AIM OF THE EXERCISE: Rewrite the material from the line with "Target: dry grass patch" to the line with "column 661, row 397", replacing "one dot per instance" with "a single dot per instance" and leaving everything else unchanged. Give back only those lines.

[BEGIN RECORDS SUPPLIED]

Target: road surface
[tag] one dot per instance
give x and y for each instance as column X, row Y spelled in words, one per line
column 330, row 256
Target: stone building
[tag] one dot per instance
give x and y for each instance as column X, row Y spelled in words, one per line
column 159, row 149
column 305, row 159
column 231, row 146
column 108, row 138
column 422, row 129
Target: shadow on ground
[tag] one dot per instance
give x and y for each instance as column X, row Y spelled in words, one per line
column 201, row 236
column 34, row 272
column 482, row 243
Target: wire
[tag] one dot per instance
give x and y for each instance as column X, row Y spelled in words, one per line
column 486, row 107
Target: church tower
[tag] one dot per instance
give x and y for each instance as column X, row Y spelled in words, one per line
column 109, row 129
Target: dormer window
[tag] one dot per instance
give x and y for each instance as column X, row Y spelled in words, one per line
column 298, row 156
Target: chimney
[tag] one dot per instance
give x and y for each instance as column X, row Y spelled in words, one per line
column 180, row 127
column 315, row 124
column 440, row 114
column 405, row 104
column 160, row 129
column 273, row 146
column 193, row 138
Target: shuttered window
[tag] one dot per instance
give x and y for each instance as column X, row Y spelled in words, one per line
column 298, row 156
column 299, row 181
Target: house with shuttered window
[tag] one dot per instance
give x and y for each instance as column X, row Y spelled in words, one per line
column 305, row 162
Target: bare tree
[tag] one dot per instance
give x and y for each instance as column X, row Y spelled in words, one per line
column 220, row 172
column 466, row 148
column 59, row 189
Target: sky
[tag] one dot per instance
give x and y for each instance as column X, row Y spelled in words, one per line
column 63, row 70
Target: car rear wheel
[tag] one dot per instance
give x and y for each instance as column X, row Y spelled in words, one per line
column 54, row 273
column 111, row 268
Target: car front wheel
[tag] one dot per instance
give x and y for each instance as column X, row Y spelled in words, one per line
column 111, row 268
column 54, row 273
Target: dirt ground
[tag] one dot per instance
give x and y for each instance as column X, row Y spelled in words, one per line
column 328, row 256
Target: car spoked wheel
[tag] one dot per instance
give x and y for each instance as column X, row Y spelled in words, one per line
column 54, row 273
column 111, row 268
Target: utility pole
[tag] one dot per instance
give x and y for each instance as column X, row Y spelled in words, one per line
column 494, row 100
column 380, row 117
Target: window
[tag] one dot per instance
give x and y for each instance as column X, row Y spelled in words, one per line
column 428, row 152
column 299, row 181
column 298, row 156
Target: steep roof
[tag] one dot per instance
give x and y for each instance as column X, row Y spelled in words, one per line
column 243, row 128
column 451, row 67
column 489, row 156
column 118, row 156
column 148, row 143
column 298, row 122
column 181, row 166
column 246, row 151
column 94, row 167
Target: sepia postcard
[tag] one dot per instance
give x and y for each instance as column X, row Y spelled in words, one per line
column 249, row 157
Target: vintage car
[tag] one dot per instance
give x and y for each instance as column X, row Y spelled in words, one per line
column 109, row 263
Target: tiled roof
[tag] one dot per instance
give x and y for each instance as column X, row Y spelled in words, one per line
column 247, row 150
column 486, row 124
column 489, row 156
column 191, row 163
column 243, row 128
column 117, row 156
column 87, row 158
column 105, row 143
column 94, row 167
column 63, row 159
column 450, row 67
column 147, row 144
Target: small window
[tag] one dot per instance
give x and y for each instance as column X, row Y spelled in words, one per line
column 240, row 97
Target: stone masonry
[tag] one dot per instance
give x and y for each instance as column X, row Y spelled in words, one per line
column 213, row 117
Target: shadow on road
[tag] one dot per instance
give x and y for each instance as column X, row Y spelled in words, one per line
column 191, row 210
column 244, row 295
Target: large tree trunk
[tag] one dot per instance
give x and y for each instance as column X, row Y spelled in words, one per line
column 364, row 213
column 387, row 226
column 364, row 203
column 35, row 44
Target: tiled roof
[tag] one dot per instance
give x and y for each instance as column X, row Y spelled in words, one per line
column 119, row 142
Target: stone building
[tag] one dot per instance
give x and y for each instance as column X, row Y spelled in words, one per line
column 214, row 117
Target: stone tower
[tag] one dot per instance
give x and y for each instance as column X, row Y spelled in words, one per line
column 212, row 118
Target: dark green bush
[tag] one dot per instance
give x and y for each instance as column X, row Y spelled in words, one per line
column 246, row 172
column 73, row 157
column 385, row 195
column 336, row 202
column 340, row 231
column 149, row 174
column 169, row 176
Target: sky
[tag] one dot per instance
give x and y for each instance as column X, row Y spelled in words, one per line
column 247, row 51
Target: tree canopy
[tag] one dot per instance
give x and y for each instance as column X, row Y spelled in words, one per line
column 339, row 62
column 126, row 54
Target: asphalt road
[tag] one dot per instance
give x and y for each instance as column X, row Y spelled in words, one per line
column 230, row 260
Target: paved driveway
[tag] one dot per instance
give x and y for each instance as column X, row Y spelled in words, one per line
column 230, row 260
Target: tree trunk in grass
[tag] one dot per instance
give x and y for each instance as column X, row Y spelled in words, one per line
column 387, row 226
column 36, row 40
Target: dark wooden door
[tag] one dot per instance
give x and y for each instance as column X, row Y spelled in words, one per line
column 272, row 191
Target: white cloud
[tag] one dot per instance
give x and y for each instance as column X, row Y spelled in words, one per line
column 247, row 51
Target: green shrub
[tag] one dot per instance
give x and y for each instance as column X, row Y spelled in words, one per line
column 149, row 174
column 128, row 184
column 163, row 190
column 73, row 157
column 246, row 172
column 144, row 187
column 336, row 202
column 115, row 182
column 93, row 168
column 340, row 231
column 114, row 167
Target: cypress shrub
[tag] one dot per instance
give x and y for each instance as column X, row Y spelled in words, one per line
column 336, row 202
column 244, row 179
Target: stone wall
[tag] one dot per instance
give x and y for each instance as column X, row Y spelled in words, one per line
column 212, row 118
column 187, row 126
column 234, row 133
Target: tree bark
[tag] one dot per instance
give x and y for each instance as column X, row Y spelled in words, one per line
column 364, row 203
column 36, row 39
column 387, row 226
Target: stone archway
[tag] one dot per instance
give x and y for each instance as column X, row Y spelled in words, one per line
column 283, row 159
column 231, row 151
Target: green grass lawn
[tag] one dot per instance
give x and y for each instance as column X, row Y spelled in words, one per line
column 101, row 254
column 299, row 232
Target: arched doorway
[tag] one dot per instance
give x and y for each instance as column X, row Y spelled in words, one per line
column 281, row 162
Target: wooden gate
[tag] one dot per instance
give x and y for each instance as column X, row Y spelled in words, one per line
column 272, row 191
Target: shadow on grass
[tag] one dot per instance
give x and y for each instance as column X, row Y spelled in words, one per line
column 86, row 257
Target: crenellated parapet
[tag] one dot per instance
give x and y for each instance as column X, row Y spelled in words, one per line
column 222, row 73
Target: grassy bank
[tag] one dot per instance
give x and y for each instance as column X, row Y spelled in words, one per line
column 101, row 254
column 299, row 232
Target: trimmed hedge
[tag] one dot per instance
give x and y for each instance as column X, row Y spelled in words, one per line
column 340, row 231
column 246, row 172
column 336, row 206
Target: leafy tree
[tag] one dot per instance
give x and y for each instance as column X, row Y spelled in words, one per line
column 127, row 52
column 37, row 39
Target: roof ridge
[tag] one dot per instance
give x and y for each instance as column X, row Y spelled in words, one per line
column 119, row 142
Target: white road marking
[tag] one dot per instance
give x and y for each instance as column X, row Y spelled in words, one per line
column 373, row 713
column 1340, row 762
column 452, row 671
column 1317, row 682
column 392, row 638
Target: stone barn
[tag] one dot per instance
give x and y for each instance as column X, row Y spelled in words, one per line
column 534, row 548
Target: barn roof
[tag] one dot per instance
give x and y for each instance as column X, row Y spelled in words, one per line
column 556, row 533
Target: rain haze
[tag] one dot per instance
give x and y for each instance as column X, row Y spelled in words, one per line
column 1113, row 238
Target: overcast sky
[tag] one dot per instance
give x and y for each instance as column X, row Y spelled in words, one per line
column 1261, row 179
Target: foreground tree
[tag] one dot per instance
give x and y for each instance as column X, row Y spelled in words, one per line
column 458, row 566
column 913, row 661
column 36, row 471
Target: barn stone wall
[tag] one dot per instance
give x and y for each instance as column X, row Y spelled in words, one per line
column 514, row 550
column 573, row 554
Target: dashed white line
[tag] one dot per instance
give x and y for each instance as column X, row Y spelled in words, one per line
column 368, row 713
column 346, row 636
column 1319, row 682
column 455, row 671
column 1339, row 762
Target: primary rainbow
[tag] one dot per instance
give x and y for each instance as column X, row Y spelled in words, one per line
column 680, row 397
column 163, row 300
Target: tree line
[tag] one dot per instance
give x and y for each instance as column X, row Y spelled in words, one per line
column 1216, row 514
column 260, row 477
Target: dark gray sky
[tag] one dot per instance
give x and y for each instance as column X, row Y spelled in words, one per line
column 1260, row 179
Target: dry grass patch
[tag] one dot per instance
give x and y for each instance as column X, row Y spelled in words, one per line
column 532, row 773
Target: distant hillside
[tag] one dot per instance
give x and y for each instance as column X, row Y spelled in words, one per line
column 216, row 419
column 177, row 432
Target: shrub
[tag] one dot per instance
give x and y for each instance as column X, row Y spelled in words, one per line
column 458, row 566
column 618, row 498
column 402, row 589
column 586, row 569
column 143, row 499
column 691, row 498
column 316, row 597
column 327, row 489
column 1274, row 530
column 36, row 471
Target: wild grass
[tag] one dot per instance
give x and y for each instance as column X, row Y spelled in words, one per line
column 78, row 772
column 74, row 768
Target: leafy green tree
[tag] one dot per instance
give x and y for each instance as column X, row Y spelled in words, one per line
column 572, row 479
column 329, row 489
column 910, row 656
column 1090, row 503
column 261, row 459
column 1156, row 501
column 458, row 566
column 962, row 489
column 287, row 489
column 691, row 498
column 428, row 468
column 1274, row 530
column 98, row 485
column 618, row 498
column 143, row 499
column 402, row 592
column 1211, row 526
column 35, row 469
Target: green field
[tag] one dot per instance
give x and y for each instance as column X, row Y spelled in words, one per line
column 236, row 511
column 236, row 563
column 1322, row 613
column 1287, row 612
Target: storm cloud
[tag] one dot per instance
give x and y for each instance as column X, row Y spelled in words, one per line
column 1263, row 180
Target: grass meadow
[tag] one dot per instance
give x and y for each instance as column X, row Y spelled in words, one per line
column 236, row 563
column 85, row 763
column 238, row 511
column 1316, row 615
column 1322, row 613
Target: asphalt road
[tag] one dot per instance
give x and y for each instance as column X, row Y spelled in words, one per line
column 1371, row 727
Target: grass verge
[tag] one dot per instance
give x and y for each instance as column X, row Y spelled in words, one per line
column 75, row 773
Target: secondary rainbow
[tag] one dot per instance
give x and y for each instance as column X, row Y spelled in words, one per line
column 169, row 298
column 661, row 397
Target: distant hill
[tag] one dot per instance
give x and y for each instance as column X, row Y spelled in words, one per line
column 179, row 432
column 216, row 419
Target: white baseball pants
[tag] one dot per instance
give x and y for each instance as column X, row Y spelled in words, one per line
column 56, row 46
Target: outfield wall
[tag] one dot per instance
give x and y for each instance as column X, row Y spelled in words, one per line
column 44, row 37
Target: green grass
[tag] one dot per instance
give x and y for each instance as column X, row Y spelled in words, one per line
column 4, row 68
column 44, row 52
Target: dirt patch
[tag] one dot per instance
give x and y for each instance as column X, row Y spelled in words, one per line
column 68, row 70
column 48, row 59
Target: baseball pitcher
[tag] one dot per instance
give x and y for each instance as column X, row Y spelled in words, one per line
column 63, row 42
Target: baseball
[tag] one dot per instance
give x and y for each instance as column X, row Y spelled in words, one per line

[END RECORDS SUPPLIED]

EXPECTED ANSWER:
Target: dry grass patch
[tag] a single dot per instance
give x and y for each instance as column X, row Y spelled in words, one per line
column 532, row 773
Target: distant hillside
[tag] a single dot per instance
give x and y for each instance as column X, row Y spelled in words, one per line
column 216, row 419
column 177, row 432
Target: shrub
[tag] a single dot per instance
give x and y for each instance as column X, row Y spelled in words, one per line
column 458, row 566
column 618, row 498
column 402, row 589
column 586, row 569
column 143, row 499
column 691, row 498
column 316, row 597
column 327, row 489
column 1274, row 530
column 36, row 471
Target: wild grass
[tag] a single dot per instance
give x and y for each instance as column X, row Y spelled in words, one per line
column 78, row 772
column 74, row 768
Target: leafy green tree
[tag] a single dot per instance
give x and y for each instance as column X, row Y spelled in words, one per line
column 572, row 479
column 329, row 489
column 910, row 656
column 1090, row 503
column 261, row 459
column 1156, row 501
column 458, row 566
column 962, row 489
column 287, row 489
column 691, row 498
column 428, row 468
column 1274, row 530
column 98, row 485
column 618, row 498
column 143, row 499
column 402, row 592
column 1211, row 526
column 35, row 469
Target: green field
[tag] a single dot per instance
give x and y for each instance as column X, row Y spelled in words, one per line
column 236, row 511
column 236, row 563
column 1322, row 613
column 1287, row 612
Target: storm cloud
[tag] a single dot per instance
give x and y for each instance as column X, row Y spelled in words, one per line
column 1263, row 180
Target: grass meadow
[tag] a single dot per instance
give x and y for each instance as column X, row Y spelled in words, one per line
column 236, row 563
column 85, row 763
column 238, row 511
column 1316, row 615
column 1322, row 613
Target: asphalt road
[tag] a single dot per instance
give x and y for each instance as column X, row Y spelled in words, one per line
column 1371, row 727
Target: grass verge
[tag] a single dot per instance
give x and y for each instance as column X, row Y spelled in words, one per line
column 75, row 773
Target: secondary rainbow
[tag] a single dot per instance
give x and y for each instance as column X, row Y spelled in words, one per line
column 169, row 298
column 661, row 397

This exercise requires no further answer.